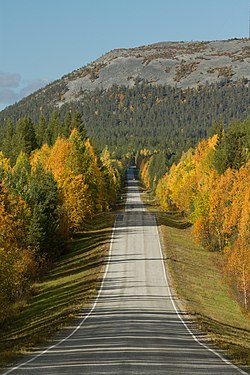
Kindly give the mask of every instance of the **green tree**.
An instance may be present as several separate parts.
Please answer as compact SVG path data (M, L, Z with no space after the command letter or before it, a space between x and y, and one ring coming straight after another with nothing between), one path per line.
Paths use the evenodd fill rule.
M83 139L87 138L86 128L79 112L75 112L71 122L71 129L77 129Z
M150 188L155 191L159 179L166 173L167 159L164 151L153 154L148 165Z
M37 146L38 148L40 148L46 142L47 125L46 125L46 120L44 116L40 117L39 123L36 126L35 130L36 130Z
M57 257L63 243L58 188L52 173L40 163L30 175L27 203L31 209L28 244L50 258Z
M250 120L233 123L219 143L214 166L219 173L227 168L239 169L249 158Z
M17 122L15 134L13 136L13 151L15 158L20 152L28 155L37 148L36 133L34 124L30 118L24 117Z
M4 155L13 162L13 135L14 135L14 125L13 122L8 119L4 138L2 141L2 151Z
M58 113L54 111L52 115L50 116L47 131L46 131L46 143L48 145L53 145L57 139L57 137L62 134L63 127L60 122Z
M72 129L72 116L70 112L67 112L63 121L63 134L65 137L69 137Z
M50 258L56 257L64 239L60 232L59 195L53 174L40 162L31 168L28 155L21 152L8 177L8 187L29 209L26 246Z

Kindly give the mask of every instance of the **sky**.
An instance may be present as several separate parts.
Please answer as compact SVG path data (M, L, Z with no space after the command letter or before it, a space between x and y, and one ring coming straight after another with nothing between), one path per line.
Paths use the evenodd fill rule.
M249 36L250 0L0 0L0 110L114 48Z

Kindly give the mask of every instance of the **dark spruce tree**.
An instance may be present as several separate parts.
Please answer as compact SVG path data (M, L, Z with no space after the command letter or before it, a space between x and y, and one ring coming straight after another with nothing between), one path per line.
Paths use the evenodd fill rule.
M234 122L218 144L214 166L219 173L228 168L239 169L248 159L250 150L250 119Z

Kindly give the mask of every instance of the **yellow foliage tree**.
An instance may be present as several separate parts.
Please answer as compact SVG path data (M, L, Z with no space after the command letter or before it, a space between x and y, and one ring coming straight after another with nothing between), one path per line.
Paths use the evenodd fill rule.
M148 168L149 168L149 158L145 157L141 161L140 165L140 171L141 171L141 180L143 184L145 185L146 189L149 189L150 187L150 178L149 178L149 173L148 173Z
M9 194L0 185L0 320L9 314L11 306L27 292L36 272L33 252L26 248L25 202Z
M91 217L92 206L88 186L83 175L68 176L64 181L64 206L67 211L70 228L80 229L85 218Z
M230 283L236 286L243 295L245 309L249 307L250 298L250 251L249 236L240 236L229 251L226 271L230 274Z
M227 207L224 220L224 231L232 241L242 231L242 217L249 215L250 207L247 202L250 190L250 161L235 172L233 186L230 192L231 204ZM247 211L246 211L247 210ZM244 213L244 214L243 214ZM247 220L245 220L247 223ZM241 227L241 229L240 229Z
M171 167L167 181L170 198L179 210L189 212L196 190L192 150L183 154L180 162Z
M111 158L108 147L102 152L101 163L105 179L103 181L106 182L106 200L112 205L116 201L117 191L121 185L122 163Z
M100 212L108 209L109 202L107 190L110 189L109 194L112 194L113 185L110 187L105 185L104 173L101 171L98 157L89 139L85 141L84 146L86 182L90 188L90 199L93 204L93 211Z
M231 190L232 203L224 230L230 236L226 272L243 295L247 309L250 298L250 161L236 173Z
M164 211L172 209L172 199L168 187L168 174L165 174L159 181L155 190L155 194Z
M219 174L214 168L218 136L201 141L159 181L162 207L168 201L188 214L197 240L227 254L226 273L249 307L250 297L250 161L239 170ZM225 251L225 249L227 251Z
M222 251L227 244L224 230L225 219L229 216L231 206L231 189L233 186L235 173L228 169L224 175L218 176L217 184L213 186L209 199L209 232L210 248Z
M50 152L51 148L47 144L44 144L40 149L32 152L30 157L30 164L33 170L36 169L38 163L41 163L45 169L48 169L47 163L50 157Z

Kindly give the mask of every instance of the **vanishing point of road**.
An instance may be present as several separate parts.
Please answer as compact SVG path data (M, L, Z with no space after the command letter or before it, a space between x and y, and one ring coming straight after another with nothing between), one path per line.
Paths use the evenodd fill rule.
M194 335L165 274L154 215L128 170L101 290L87 316L3 374L246 374ZM184 321L185 320L185 321Z

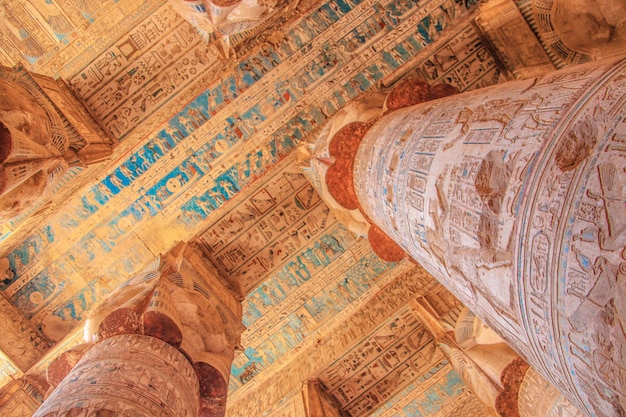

§

Task to carry out:
Make an exact reproduction of the listing above, without any pictures.

Finished exercise:
Kindly give the mask of every instance of the **green tree**.
An instance may be present as several separate parts.
Please answer as compact SVG path data (M, L, Z with no space after the command letter or before it, a space between x and y, and one ring coming straight after another with nothing between), one path per line.
Paths use the evenodd fill rule.
M83 139L87 138L86 128L79 112L75 112L71 122L71 129L77 129Z
M150 188L155 191L159 179L166 173L167 159L164 151L153 154L148 165Z
M37 146L38 148L40 148L46 142L47 125L46 125L46 120L44 116L40 117L39 123L36 126L35 130L36 130Z
M57 257L63 243L58 188L52 173L40 163L30 175L27 203L31 209L28 244L50 258Z
M250 120L233 123L219 143L214 166L219 173L227 168L239 169L249 158Z
M17 122L15 134L13 136L13 151L15 158L20 152L28 155L37 148L36 133L34 124L30 118L24 117Z
M4 155L13 162L13 135L14 135L14 125L13 122L8 119L4 138L2 141L2 151Z
M58 113L54 111L52 115L50 116L47 131L46 131L46 143L48 145L53 145L57 139L57 137L62 134L63 127L60 122Z
M72 129L72 116L70 112L67 112L63 121L63 134L65 137L69 137Z
M50 258L56 257L64 239L60 232L59 195L53 174L40 162L31 168L28 155L21 152L8 177L8 187L29 209L26 246Z

Kindly give the mask of every instance of the **sky**.
An instance may be present as several separate parts.
Please answer as compact SVG path data (M, L, Z with no space after the command letter or before it, a space between x and y, and one ring coming straight after another with nothing between), one path per line.
Paths use the evenodd fill rule.
M249 36L250 0L0 0L0 110L114 48Z

Kindly give the mask of every instance of the **dark spruce tree**.
An instance may be present as several separate parts.
Please answer as compact SVG path data (M, L, Z with no space after the command letter or before it, a space between x and y, and one ring coming straight after another with nothing between), one path per line.
Paths use the evenodd fill rule.
M234 122L218 144L214 166L219 173L228 168L239 169L248 159L250 150L250 119Z

Kindly give the mask of every instance of the **yellow foliage tree**.
An instance may be present as several separate parts.
Please answer as compact SVG path data (M, L, Z with no space after the command letter or before it, a space between x and y, and one ring coming straight after another with nothing between), one path per line.
Paths use the evenodd fill rule.
M148 168L149 168L149 158L145 157L141 161L140 165L140 171L141 171L141 180L143 184L145 185L146 189L149 189L150 187L150 178L149 178L149 173L148 173Z
M9 194L0 185L0 320L9 314L11 306L27 292L36 272L33 252L26 248L25 202Z
M91 217L92 206L88 186L83 175L68 176L64 181L64 206L67 211L70 228L80 229L85 218Z
M230 283L236 286L243 295L245 309L249 307L250 298L250 251L249 236L240 236L229 251L226 271L230 274Z
M227 207L224 220L224 231L232 241L242 231L242 217L249 215L250 207L247 202L250 190L250 161L235 172L233 186L230 192L231 204ZM247 211L246 211L247 210ZM244 213L244 214L243 214ZM247 220L245 220L247 223ZM241 227L241 229L240 229Z
M171 167L167 181L170 198L179 210L189 212L196 190L192 150L183 154L180 162Z
M111 158L108 147L102 152L101 163L105 179L103 181L106 182L106 200L112 205L116 201L117 191L121 185L122 163Z
M100 212L108 209L109 202L107 190L110 189L109 194L112 194L113 185L110 187L105 185L104 173L101 171L98 157L89 139L85 141L84 146L86 182L90 188L90 199L93 204L93 211Z
M231 190L232 203L224 230L230 236L226 272L243 295L247 309L250 298L250 161L236 173Z
M164 211L172 209L172 199L168 187L168 174L165 174L159 181L155 190L155 194Z
M219 174L214 168L218 136L201 141L159 181L162 207L168 201L188 214L197 240L227 254L226 273L249 307L250 297L250 161L239 170ZM225 251L225 249L227 251Z
M222 251L227 244L224 230L225 219L229 216L231 206L231 189L233 186L235 173L228 169L224 175L218 176L217 184L213 186L209 199L209 232L210 248Z
M50 152L51 148L47 144L44 144L40 149L32 152L30 157L30 164L33 170L36 169L38 163L41 163L45 169L48 169L47 163L50 157Z

Kindly give the mask of every instance of the **vanishing point of road**.
An instance may be present as several separate parts.
Please answer as compact SVG path data (M, L, Z with no space after the command letter or before it, a space between x and y, and one ring coming straight after another with nothing between), one path per line.
Paths use the evenodd fill rule.
M194 335L165 274L154 215L128 170L101 290L87 316L3 374L246 374ZM184 321L185 320L185 321Z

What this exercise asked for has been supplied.